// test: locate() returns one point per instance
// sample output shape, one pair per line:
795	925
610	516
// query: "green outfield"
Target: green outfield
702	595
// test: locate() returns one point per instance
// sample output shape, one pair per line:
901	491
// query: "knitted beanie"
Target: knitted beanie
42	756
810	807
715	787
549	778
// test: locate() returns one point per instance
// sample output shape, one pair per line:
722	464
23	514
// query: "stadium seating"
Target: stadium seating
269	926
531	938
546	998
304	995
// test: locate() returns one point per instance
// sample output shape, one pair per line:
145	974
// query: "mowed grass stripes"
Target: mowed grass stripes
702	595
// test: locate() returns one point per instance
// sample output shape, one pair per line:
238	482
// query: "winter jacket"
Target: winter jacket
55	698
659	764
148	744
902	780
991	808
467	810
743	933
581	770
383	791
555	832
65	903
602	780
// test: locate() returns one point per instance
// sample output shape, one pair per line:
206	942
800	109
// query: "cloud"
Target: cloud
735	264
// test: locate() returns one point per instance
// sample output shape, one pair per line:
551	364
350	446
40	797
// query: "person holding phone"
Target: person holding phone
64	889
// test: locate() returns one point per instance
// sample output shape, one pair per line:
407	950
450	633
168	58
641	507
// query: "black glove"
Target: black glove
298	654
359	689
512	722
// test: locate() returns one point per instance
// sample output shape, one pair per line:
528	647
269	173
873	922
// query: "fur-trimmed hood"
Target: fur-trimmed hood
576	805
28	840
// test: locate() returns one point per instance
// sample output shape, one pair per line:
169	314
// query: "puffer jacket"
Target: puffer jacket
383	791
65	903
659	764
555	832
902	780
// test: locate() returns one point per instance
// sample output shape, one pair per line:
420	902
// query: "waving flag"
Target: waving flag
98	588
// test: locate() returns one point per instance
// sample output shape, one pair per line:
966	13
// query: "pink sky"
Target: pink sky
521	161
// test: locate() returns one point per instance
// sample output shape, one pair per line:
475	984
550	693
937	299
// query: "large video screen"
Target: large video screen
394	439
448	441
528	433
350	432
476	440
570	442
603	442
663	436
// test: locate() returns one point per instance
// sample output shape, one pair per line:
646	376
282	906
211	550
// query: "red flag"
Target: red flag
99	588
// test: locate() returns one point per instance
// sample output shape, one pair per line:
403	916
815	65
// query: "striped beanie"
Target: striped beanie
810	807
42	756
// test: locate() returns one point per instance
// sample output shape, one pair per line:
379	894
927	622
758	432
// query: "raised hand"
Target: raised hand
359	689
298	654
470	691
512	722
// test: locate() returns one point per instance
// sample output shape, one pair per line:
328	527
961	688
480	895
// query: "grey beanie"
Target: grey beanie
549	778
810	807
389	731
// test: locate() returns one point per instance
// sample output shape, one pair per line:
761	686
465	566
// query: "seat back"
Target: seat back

# TASK BRIEF:
Reproduce all the entries above. Match them exactly.

# SOLUTION TO THIS EXERCISE:
// test: locate() returns one point per instance
// sample output shape, one pair per line:
795	925
610	516
// query: "green outfield"
Target: green outfield
702	595
// test: locate() returns one point per instance
// sample output shape, one pair per line:
901	491
// query: "knitted beanie"
Target: knitted beanie
42	756
810	807
715	787
549	778
// test: locate() returns one point per instance
// sample output shape, one pair per line:
722	464
23	514
// query: "stadium seating"
Target: stadium seating
269	926
531	938
546	998
304	995
// test: locate() returns one point per instance
// sample output shape, one pair per line:
145	974
// query: "mowed grass stripes"
Target: mowed grass stripes
702	595
// test: locate() returns one point per instance
// sample output shape, one pair per line:
238	482
// query: "winter jacket"
Target: winter jacket
55	698
659	764
148	744
902	780
991	808
467	810
743	933
581	770
383	791
555	832
65	903
602	780
// test: locate() returns one point per instance
// sample output shape, one pair per line:
206	942
800	109
// query: "cloud"
Target: cloud
735	264
// test: locate() returns one point per instance
// sample output shape, one pair per line:
551	364
350	446
40	797
// query: "person holding phone"
Target: person holding phone
64	889
// test: locate() returns one point per instance
// sample output shape, one pair per line:
407	950
450	633
168	58
641	507
// query: "black glove"
Target: black glove
298	654
359	689
512	722
// test: locate() returns one point per instance
// sample output shape, one pair per line:
528	647
269	173
873	922
// query: "fur-trimmed hood"
Target: fur-trimmed hood
576	805
28	840
// test: locate() returns one point per instance
// sample output shape, one pair per line:
169	314
// query: "puffer jacket"
Target: puffer jacket
383	791
65	903
659	764
555	832
902	780
// test: locate() returns one point per instance
// sample output shape, one pair per line:
420	902
// query: "waving flag"
Target: waving flag
98	588
// test: locate() returns one point per instance
// sample output shape, one pair per line:
966	13
// query: "pink sky"
Target: pink sky
521	161
// test: locate() returns one point per instance
// sample output shape, one pair per line:
475	984
550	693
937	299
// query: "large video screen"
Target: large video screen
394	439
448	441
528	433
350	432
476	440
570	442
603	442
663	436
// test: locate() returns one point per instance
// sample output shape, one pair per line:
646	376
282	906
211	550
// query: "red flag"
Target: red flag
99	588
// test: locate() returns one point per instance
// sample output shape, one pair per line:
403	916
815	65
// query: "striped beanie"
Target: striped beanie
810	807
42	756
// test: locate() returns one point per instance
// sample output shape, one pair per line:
379	894
927	622
758	432
// query: "raised hand"
Target: raised hand
359	689
298	654
470	691
512	722
// test: locate() returns one point per instance
// sample output shape, one pair per line:
328	527
961	688
480	895
// query: "grey beanie"
Target: grey beanie
549	778
810	807
389	731
// test: locate() returns one point per instance
// sample output shape, one pair per line:
761	686
465	566
// query: "seat back"
Target: seat back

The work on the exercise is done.